TO BE DONE: Reproduce the records between the lines holding "like point(311, 447)?" and "point(351, 440)", inclusive, changing "Marked at" to "Located at" and leaving everything else as it is.

MATERIAL SHOWN:

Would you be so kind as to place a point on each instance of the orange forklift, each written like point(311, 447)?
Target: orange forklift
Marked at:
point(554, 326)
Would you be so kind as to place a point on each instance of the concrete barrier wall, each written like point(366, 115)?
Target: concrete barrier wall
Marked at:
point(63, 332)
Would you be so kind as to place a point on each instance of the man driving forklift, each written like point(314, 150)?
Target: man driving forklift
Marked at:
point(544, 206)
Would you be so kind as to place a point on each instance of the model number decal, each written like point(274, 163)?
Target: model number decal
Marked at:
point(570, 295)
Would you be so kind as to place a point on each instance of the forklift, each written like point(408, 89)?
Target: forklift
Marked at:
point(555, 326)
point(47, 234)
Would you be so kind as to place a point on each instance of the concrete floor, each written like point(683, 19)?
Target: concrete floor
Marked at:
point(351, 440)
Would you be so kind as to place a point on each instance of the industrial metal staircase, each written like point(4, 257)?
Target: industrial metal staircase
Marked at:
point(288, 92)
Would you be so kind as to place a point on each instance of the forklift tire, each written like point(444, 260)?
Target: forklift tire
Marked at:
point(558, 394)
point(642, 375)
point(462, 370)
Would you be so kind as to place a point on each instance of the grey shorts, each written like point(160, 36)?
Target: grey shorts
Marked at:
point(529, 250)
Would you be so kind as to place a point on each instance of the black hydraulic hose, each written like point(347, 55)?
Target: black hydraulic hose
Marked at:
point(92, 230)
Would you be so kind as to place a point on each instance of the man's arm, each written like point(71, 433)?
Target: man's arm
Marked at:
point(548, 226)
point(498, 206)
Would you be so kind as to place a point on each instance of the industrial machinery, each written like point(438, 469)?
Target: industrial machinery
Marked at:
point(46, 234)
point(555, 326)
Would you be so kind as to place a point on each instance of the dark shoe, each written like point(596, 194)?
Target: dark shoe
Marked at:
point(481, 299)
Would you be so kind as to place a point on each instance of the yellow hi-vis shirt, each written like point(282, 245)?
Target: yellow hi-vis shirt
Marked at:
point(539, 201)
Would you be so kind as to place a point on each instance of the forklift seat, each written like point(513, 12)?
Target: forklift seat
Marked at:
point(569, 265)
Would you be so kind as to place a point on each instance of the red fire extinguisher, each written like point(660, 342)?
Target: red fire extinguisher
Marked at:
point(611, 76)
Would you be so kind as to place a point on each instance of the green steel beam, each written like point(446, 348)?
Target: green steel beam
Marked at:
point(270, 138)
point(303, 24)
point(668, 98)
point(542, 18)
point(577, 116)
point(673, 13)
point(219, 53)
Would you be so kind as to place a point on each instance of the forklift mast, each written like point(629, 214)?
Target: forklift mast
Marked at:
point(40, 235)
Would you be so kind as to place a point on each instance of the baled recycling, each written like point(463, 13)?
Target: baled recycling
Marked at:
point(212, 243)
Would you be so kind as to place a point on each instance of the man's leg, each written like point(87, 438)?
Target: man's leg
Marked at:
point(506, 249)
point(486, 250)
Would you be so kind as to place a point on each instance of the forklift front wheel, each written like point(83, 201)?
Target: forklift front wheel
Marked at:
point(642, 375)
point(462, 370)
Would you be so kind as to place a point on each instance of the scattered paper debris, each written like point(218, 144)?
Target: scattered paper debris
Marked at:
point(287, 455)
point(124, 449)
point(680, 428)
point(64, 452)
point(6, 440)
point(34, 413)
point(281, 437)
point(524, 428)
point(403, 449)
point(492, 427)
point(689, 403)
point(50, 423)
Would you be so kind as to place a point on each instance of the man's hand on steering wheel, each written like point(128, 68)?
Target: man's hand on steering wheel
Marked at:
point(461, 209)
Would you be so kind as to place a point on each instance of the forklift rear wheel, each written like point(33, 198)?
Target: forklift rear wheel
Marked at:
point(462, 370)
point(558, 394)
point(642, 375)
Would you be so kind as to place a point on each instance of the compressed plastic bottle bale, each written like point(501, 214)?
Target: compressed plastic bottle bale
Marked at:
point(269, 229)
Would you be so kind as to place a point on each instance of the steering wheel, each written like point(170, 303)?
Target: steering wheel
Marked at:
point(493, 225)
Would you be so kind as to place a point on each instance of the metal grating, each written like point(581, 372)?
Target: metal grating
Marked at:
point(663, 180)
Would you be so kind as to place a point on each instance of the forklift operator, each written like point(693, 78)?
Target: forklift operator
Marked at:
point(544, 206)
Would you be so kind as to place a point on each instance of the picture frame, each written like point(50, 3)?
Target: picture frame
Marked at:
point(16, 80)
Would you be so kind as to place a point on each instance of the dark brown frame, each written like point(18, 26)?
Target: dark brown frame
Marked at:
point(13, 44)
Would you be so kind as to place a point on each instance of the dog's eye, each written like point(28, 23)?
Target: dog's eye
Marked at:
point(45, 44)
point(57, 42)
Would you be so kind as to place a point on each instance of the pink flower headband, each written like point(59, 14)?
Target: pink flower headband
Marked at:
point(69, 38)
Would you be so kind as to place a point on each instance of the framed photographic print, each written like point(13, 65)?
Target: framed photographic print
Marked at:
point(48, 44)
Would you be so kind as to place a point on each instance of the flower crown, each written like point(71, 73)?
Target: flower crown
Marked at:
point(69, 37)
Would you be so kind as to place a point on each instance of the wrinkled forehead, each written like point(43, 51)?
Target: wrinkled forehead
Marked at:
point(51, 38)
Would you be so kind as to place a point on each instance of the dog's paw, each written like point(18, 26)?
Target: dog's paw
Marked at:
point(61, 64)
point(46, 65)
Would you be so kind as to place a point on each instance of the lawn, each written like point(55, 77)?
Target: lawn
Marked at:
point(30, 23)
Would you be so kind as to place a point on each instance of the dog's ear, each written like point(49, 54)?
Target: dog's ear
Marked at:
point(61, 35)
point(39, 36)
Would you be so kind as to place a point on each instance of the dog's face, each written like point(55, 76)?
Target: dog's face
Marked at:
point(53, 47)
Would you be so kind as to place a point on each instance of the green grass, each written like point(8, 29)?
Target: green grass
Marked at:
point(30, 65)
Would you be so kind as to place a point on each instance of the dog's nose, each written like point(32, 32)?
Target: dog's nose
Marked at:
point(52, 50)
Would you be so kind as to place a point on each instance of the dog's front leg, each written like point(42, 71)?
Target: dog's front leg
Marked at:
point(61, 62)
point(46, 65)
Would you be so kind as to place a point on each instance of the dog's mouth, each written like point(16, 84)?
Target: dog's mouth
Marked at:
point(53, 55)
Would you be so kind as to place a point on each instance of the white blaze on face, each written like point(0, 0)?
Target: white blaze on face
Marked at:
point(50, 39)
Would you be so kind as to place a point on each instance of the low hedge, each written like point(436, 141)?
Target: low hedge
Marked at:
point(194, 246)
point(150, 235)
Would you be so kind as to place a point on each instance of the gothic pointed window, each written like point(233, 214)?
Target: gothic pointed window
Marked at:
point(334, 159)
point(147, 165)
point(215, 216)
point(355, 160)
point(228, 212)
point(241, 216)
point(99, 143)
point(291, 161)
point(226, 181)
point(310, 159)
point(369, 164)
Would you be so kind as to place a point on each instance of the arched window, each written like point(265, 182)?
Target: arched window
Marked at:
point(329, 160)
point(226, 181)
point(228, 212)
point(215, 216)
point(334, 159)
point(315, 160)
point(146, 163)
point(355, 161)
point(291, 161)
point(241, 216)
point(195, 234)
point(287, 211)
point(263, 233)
--
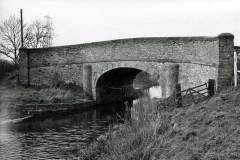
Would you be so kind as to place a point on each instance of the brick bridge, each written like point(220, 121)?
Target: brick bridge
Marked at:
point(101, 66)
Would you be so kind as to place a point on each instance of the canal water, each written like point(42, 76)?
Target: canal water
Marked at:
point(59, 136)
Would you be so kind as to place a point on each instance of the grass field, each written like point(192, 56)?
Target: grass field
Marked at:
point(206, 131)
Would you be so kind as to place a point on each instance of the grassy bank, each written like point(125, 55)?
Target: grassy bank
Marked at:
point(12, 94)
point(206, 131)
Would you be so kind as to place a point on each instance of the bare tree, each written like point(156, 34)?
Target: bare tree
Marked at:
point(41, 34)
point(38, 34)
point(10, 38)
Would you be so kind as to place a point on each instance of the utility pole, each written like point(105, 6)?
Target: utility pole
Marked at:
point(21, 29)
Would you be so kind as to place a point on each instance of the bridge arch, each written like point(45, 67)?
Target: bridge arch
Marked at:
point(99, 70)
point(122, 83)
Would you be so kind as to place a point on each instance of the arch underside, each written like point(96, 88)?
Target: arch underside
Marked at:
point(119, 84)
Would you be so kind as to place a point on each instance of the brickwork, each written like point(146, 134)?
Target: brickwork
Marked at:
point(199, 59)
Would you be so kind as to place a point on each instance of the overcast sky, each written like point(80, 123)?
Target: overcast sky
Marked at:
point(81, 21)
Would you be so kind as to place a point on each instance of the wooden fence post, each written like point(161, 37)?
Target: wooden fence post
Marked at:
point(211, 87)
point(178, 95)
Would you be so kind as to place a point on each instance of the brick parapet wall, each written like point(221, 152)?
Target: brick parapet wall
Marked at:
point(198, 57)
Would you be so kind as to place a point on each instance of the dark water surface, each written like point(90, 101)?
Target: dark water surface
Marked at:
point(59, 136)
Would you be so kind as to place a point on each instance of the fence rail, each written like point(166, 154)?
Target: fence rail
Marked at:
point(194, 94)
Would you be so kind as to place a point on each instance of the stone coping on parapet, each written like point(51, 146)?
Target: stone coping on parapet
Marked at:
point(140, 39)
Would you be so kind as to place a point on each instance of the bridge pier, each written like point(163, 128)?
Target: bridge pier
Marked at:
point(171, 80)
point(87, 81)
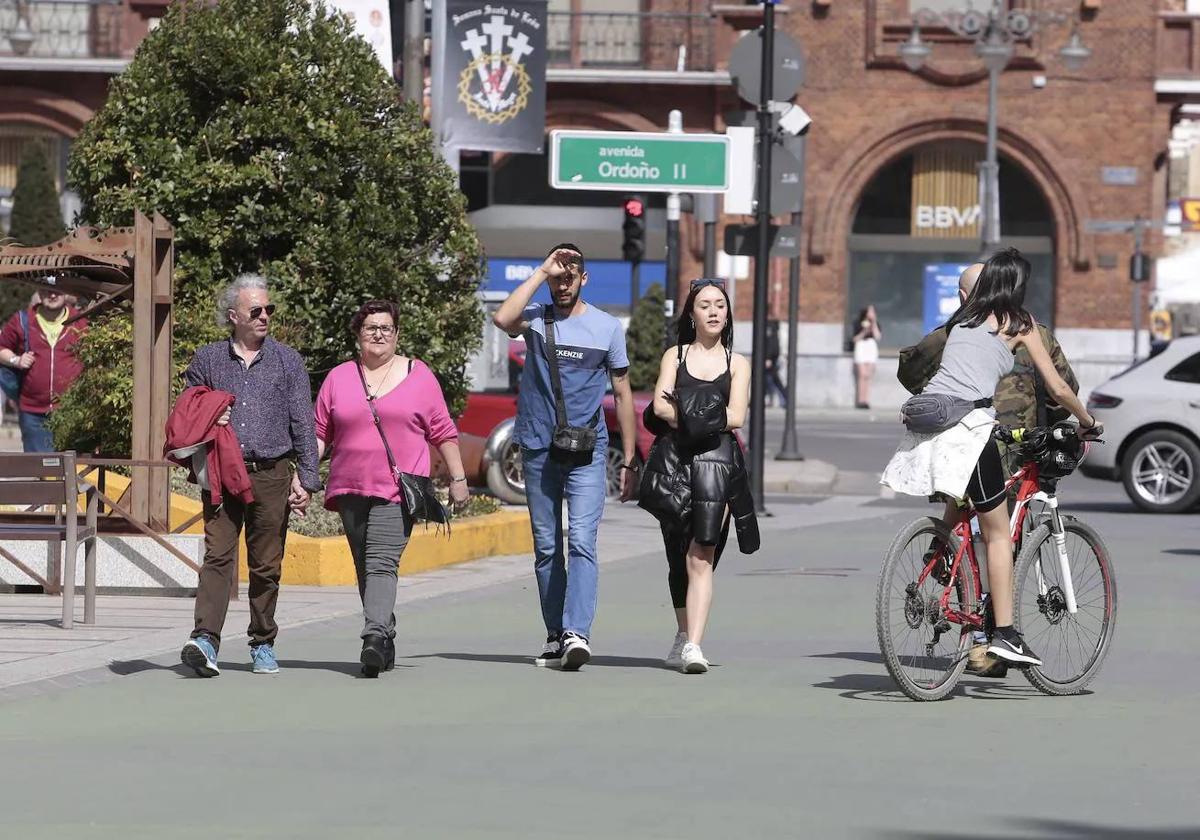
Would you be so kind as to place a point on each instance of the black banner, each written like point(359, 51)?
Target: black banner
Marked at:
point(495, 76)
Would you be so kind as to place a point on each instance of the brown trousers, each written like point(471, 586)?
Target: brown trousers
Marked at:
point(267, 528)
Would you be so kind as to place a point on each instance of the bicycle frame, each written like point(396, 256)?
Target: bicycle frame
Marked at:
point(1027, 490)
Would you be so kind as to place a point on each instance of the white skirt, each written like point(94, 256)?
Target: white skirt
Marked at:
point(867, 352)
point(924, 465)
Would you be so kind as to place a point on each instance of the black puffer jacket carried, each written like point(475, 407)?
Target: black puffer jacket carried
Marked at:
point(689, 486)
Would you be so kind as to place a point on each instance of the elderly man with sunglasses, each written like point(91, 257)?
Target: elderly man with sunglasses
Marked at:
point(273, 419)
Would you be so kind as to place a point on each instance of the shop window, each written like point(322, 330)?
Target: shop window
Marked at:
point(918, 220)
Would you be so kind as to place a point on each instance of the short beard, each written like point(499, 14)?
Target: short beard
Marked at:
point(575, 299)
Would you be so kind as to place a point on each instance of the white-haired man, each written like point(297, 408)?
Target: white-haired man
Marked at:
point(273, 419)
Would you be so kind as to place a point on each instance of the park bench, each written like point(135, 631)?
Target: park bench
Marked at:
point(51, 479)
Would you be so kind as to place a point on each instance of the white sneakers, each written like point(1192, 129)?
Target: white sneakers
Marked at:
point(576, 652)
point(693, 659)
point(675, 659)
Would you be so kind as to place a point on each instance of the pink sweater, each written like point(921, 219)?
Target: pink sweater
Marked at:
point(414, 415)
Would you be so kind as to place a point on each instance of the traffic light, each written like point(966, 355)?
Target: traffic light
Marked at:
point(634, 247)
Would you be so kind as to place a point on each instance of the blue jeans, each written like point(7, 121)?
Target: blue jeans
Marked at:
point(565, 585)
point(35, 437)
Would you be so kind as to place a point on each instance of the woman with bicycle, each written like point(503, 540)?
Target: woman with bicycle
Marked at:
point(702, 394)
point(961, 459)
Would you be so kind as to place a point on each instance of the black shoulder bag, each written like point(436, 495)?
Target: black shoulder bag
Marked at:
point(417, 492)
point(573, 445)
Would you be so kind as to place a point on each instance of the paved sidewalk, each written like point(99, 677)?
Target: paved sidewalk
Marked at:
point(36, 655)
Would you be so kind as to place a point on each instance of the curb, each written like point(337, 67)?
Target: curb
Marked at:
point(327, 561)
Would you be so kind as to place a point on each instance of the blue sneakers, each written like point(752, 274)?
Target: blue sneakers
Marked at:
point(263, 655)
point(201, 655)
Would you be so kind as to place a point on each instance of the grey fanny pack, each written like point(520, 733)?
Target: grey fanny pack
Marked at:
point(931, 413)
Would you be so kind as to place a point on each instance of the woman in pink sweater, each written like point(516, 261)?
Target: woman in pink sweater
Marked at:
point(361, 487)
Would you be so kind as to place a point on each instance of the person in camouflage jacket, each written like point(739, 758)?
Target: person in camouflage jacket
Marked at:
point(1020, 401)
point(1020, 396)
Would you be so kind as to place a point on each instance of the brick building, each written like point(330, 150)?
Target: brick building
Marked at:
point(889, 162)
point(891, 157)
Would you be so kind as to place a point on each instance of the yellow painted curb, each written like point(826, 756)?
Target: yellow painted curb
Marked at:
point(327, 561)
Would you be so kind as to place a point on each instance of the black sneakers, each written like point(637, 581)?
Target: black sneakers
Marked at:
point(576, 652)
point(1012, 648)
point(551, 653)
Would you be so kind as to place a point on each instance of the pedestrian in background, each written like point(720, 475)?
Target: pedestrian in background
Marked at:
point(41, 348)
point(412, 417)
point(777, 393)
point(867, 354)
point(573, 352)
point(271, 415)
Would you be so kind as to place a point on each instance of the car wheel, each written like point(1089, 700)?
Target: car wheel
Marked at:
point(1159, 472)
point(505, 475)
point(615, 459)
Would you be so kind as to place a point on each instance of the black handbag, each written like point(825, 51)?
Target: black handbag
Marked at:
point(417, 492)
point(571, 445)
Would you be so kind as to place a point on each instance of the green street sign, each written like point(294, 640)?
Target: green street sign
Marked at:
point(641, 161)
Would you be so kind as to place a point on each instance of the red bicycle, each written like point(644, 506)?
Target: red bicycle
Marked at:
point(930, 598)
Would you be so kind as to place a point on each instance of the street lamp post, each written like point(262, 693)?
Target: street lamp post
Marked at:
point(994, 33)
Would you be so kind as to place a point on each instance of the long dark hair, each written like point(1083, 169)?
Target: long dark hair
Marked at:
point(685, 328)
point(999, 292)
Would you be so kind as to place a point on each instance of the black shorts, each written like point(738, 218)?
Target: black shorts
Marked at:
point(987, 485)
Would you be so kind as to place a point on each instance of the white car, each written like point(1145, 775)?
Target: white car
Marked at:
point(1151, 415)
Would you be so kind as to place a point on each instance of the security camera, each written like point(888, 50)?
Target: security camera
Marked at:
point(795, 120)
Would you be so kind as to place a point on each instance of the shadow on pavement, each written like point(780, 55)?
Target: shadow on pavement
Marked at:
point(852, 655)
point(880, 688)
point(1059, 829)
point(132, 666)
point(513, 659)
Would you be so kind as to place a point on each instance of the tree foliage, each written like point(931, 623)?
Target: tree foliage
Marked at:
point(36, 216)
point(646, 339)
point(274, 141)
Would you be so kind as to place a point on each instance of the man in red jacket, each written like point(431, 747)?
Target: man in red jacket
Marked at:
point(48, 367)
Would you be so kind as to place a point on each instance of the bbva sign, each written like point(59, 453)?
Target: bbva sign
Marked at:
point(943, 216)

ANSWER FOR THIS EXERCISE:
Would you be so kind as to place a point on each instance of the orange forklift, each written like point(311, 447)?
Target: orange forklift
Located at:
point(554, 326)
Would you be so kind as to place a point on each instance of the concrete barrier wall, each written like point(366, 115)?
Target: concrete barrier wall
Located at:
point(63, 332)
Would you be so kind as to place a point on each instance of the man driving forklift, each written like point(314, 150)?
Target: man driving forklift
Located at:
point(544, 206)
Would you be so kind as to place a point on each instance of the model number decal, each written like point(274, 163)?
Target: model number decal
Located at:
point(570, 295)
Would you be so kind as to place a point on each instance of the forklift, each written like point(408, 89)?
Target: forklift
Located at:
point(555, 326)
point(47, 234)
Would you be so kind as to place a point on each instance of the concrete floor, each written like point(683, 19)?
Target: concrete floor
Located at:
point(351, 440)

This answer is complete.